[DATASET RECORDS Boundary: Start]
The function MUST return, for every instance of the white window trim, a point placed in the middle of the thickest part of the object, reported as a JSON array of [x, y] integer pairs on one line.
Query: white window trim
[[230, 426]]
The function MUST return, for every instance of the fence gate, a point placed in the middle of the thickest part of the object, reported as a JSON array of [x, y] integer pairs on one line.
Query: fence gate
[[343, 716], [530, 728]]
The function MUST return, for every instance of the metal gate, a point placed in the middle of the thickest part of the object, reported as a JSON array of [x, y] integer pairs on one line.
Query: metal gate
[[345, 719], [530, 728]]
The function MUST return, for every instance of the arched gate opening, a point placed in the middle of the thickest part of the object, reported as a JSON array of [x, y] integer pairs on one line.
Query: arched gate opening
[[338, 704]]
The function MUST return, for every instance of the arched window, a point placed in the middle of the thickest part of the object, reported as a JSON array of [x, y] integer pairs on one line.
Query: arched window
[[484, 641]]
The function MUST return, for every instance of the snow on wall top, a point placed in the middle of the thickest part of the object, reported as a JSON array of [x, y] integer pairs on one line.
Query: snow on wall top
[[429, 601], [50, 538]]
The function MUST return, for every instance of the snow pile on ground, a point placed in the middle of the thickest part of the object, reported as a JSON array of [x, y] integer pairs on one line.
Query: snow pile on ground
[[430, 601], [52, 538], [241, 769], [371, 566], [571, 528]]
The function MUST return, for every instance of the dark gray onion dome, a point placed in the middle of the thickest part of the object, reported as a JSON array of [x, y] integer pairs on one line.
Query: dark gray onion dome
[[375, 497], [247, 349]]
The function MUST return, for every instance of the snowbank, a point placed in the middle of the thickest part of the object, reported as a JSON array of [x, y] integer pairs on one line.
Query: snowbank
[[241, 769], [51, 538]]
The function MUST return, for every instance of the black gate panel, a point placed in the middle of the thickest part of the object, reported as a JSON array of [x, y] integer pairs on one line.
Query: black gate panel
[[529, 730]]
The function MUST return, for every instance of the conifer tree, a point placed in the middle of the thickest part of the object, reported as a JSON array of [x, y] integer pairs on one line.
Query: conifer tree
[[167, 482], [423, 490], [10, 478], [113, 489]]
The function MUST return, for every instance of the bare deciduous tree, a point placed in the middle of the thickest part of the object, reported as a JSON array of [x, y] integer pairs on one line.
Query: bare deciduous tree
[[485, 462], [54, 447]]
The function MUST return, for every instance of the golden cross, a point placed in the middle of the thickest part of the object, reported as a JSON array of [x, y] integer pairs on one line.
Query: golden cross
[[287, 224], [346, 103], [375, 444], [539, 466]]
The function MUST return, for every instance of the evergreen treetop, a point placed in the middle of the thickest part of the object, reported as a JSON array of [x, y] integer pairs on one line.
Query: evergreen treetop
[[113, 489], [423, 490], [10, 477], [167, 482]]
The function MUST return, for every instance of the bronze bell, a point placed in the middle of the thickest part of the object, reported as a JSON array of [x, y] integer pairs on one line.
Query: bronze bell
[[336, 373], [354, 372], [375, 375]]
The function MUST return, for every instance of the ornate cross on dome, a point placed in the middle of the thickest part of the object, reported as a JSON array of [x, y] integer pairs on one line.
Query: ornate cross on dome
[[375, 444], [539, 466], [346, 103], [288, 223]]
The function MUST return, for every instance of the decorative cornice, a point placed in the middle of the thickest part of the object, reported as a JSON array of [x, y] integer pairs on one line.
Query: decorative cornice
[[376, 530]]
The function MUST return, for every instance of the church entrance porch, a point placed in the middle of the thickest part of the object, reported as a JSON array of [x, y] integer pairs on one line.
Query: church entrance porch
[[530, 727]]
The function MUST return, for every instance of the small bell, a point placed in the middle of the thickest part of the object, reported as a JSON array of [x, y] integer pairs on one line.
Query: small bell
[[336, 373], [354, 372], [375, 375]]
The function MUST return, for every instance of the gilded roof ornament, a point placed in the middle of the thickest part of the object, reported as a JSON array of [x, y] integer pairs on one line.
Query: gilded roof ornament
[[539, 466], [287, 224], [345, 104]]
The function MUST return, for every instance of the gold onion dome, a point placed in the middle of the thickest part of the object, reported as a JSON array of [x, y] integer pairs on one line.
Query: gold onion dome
[DATASET RECORDS Boundary: End]
■ THE TASK:
Without changing a single character, repeat each record.

■ THE COMPLETED TASK:
The function MUST return, for every instance of the white window trim, a point placed in the middle of the thickest part of the object, reported as a JSON array of [x, y] integer pairs on one line.
Query: white window trim
[[230, 426]]
The function MUST return, for every instance of the fence gate, a point placed in the middle of the thickest part of the object, reported as a JSON array of [x, y] integer pairs on one line.
Query: fence gate
[[343, 716], [530, 728]]
The function MUST return, for every instance of the metal gate, a point placed in the middle of the thickest part of the object, reported as a JSON array of [x, y] integer pairs on one line.
Query: metal gate
[[345, 719], [530, 728]]
The function MUST return, for every instance of the arched gate opening, a point placed in the middle of the thickest part of the object, reported as a JSON array of [x, y] integer pairs on one line.
Query: arched gate opening
[[338, 704]]
The function MUST return, for every instance of the arched window, a point placed in the middle of the thickest part of the object, reported as a JSON array of [x, y] integer pairs on one line.
Query: arched window
[[484, 641]]
The function MUST return, for every instance of the snow on wall top, a point placed in the middle of the thickest part of the object, reported as a JSON array of [x, y] integer pairs on one line.
Query: snow on wall top
[[429, 601], [50, 538]]
The function MUST return, for every instance of the snow pile on ground, a point placed in the middle of the thickest part of the object, reported as a JSON array of [x, y] integer pairs on one line.
Query: snow pile on ground
[[430, 601], [52, 538], [241, 769], [371, 566], [571, 528]]
The function MUST return, for every instance of the dark gray onion dome, a point placed in the middle of the thickest part of the object, reported as a JSON array of [x, y] integer pairs on one line.
Query: dark gray onion dome
[[375, 497], [247, 349]]
The function MUST return, for every instance of the snowbank, a point placed in the middle of the thickest part of the object, reported as a JSON array of [x, y] integer pairs on one line.
Query: snowbank
[[241, 769], [51, 538]]
The function MUST return, for every instance of the black gate panel, a point placed in the middle of the thickest part of the object, reported as a JSON array of [x, y] integer pairs on one line.
Query: black gate panel
[[529, 730]]
The function MUST return, for every instance of the conifer tree, a point placed in the middle of the thickest part of the object, reported as a JSON array of [x, y] integer pairs on one line.
Query: conifer tree
[[167, 482], [423, 490], [10, 478], [113, 489]]
The function MUST return, for every instance of the bare deciduous tree, a point placed in the middle of the thickest part of the object, reported as a JSON array of [x, y] integer pairs on one line.
Query: bare deciduous tree
[[485, 462], [54, 447]]
The function MUST return, for every instance of the golden cross, a point placed in the middle of the thickest part of the object, reported as a JSON array of [x, y] integer pairs on one line.
Query: golden cross
[[287, 224], [346, 103], [375, 444], [539, 466]]
The function MUST return, for every instance of the evergreen treetop, a point placed in the middle of the thickest part of the object, reported as a JSON array of [x, y] integer pairs on one line.
Query: evergreen treetop
[[113, 489], [423, 490], [10, 477], [167, 482]]
The function MUST return, for every instance of the bronze bell, a point placed in the middle of the thickest part of the object, reported as a JSON array of [x, y] integer pairs on one line.
Query: bronze bell
[[336, 373], [354, 372], [375, 375]]
The function MUST return, for every instance of the ornate cross on dome, a point placed in the middle of the thickest part of the object, reported as a JSON array of [x, y] integer pairs on one line.
Query: ornate cross on dome
[[375, 444], [539, 466], [346, 103], [288, 223]]
The function MUST return, for every instance of the decorative cornice, a point placed in the middle of the thickest part of the object, reported as a JSON array of [x, y] integer pairs on one line.
Query: decorative cornice
[[376, 530]]
The function MUST return, for every instance of the church entrance porch, a point placed in the middle of the thickest part of the object, reported as a JSON array of [x, y] integer pairs on one line.
Query: church entrance porch
[[530, 727]]
The function MUST return, for every instance of the small bell, a point placed in the middle of the thickest part of the object, reported as a JSON array of [x, y] integer pairs on one line.
Query: small bell
[[336, 373], [354, 372], [375, 375]]
The function MUST return, for every instance of the gilded roof ornament, a point placed in the middle of the thickest part of the object, reported as a JSON array of [x, y] integer pairs on one line.
Query: gilded roof ornament
[[539, 466], [287, 224], [345, 104]]
The function MUST return, for every instance of the gold onion dome, a point placed in the middle of the thickest part of the object, reported as a JSON array of [x, y] integer pairs on one line.
Query: gold onion dome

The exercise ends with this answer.